◆ **Direction**
Tally how many lines of the material below contain the string "building", and reply with that number alone.

═════ Records provided ═════

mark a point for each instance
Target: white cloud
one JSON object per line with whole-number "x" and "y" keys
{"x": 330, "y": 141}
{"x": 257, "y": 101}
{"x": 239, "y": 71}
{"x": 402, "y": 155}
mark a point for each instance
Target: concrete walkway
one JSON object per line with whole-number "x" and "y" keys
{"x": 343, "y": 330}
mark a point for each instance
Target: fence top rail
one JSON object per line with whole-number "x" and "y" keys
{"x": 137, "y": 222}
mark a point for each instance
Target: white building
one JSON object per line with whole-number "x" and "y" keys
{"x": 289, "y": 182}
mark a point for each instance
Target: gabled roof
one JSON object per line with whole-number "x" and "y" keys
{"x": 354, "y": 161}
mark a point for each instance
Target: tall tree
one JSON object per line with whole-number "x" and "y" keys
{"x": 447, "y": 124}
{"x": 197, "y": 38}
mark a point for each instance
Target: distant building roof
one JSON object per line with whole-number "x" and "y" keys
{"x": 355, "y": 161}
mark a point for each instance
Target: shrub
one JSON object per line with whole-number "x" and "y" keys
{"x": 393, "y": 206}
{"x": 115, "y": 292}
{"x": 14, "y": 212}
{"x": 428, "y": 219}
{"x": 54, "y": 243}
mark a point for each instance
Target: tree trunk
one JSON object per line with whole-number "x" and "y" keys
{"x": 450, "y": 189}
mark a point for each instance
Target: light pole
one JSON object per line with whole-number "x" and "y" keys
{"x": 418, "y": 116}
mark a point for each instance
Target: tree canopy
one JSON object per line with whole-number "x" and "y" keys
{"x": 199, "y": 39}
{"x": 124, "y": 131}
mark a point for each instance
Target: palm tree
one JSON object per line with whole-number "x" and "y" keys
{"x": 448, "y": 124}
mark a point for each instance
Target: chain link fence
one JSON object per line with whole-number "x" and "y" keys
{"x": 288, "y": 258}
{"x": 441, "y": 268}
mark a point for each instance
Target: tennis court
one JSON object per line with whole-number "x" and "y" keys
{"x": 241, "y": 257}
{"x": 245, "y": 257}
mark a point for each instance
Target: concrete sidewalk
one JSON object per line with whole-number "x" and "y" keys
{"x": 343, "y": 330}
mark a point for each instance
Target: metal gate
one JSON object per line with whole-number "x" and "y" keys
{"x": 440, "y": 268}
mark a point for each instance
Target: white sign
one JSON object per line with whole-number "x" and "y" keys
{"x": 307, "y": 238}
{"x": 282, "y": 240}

═════
═════ Records provided ═════

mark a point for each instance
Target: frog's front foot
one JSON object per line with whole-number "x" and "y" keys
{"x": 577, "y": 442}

═════

◆ **Response**
2